### WHAT IS NEEDED
The entries below should be set down again exactly, with every picture left out.

[Data records]
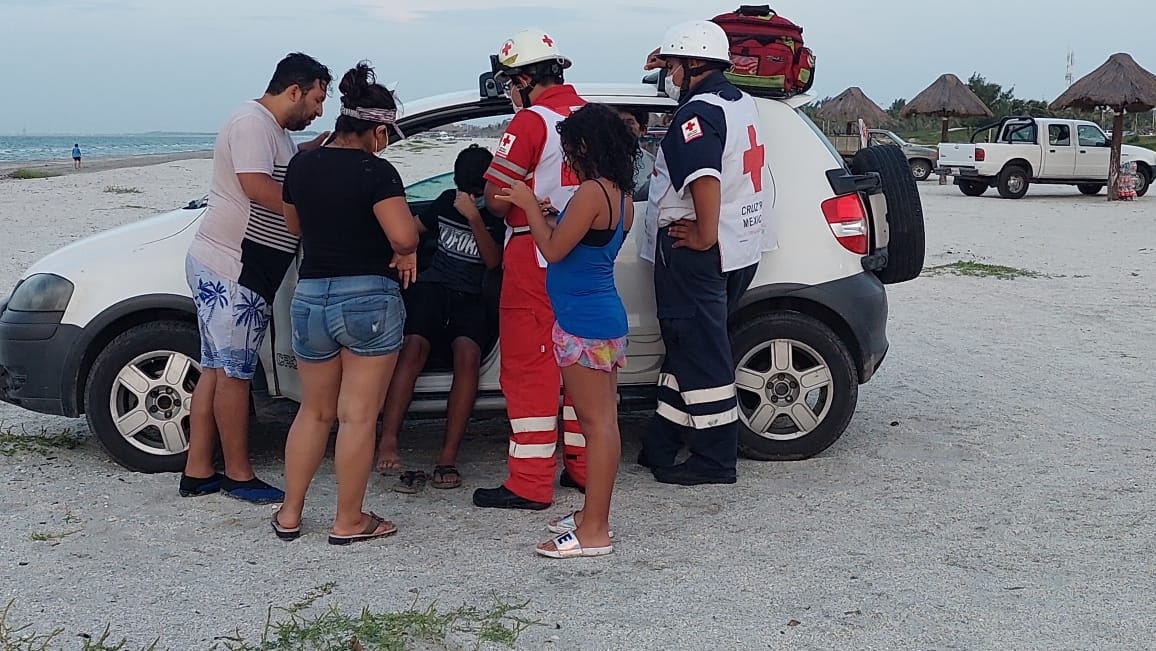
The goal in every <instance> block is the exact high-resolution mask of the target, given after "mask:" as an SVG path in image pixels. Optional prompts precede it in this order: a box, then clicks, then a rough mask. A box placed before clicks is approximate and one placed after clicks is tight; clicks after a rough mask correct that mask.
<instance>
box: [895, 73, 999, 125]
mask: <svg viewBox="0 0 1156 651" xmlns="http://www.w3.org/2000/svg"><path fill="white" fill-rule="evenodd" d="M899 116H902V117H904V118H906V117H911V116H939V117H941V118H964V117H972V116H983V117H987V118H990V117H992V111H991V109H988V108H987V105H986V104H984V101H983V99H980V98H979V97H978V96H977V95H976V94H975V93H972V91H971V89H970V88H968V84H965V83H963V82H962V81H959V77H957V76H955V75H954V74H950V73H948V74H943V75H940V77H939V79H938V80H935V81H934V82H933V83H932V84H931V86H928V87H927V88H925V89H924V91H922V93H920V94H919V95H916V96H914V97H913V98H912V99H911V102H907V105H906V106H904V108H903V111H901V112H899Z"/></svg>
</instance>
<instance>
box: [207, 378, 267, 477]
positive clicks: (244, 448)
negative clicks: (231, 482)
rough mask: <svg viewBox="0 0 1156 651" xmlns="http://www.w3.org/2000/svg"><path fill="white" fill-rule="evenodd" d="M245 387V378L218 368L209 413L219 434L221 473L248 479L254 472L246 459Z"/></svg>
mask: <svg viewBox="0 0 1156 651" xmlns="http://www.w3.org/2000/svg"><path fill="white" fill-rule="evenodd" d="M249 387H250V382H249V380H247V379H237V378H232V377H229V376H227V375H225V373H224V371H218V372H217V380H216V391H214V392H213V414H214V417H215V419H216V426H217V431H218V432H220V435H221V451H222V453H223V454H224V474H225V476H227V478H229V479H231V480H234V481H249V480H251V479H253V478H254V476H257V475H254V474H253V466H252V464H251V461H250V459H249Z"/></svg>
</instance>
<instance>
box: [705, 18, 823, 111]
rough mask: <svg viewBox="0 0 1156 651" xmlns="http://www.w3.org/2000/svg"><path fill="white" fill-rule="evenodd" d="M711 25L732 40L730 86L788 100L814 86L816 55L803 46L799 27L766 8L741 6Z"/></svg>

### ANSWER SPACE
The goal in every <instance> block is the exact high-resolution mask of the target, given after "mask:" as an SVG path in image pixels. Optional prompts precede it in this order: a box, then clicks, then a rough mask. A box placed before clicks is approximate and one placed after clicks is tight; clicks after a rough mask correct that mask.
<instance>
box: [895, 73, 999, 125]
mask: <svg viewBox="0 0 1156 651" xmlns="http://www.w3.org/2000/svg"><path fill="white" fill-rule="evenodd" d="M899 116H902V117H904V118H906V117H911V116H939V117H941V118H964V117H972V116H983V117H987V118H990V117H992V111H991V109H988V108H987V105H986V104H984V101H983V99H980V98H979V97H978V96H977V95H976V94H975V93H972V91H971V89H970V88H968V84H965V83H963V82H962V81H959V77H957V76H955V75H954V74H950V73H948V74H943V75H940V77H939V79H938V80H935V81H934V82H933V83H932V84H931V86H928V87H927V88H925V89H924V91H922V93H920V94H919V95H916V96H914V97H913V98H912V99H911V102H907V105H906V106H904V108H903V111H901V112H899Z"/></svg>
</instance>
<instance>
box: [207, 378, 267, 477]
positive clicks: (244, 448)
negative clicks: (231, 482)
rough mask: <svg viewBox="0 0 1156 651" xmlns="http://www.w3.org/2000/svg"><path fill="white" fill-rule="evenodd" d="M245 387V378L218 368L209 413L219 434L221 473L248 479L254 472L246 459Z"/></svg>
mask: <svg viewBox="0 0 1156 651" xmlns="http://www.w3.org/2000/svg"><path fill="white" fill-rule="evenodd" d="M249 387H250V382H249V380H247V379H237V378H232V377H229V376H227V375H225V373H224V371H218V372H217V380H216V391H214V392H213V414H214V417H215V419H216V426H217V431H218V432H220V435H221V451H222V453H223V454H224V474H225V476H227V478H229V479H231V480H234V481H249V480H251V479H253V478H254V476H257V475H254V474H253V466H252V464H251V461H250V459H249Z"/></svg>
</instance>
<instance>
box: [705, 18, 823, 111]
rough mask: <svg viewBox="0 0 1156 651" xmlns="http://www.w3.org/2000/svg"><path fill="white" fill-rule="evenodd" d="M711 25L732 40L730 86L788 100L814 86L816 55L803 46L799 27L766 8L741 6Z"/></svg>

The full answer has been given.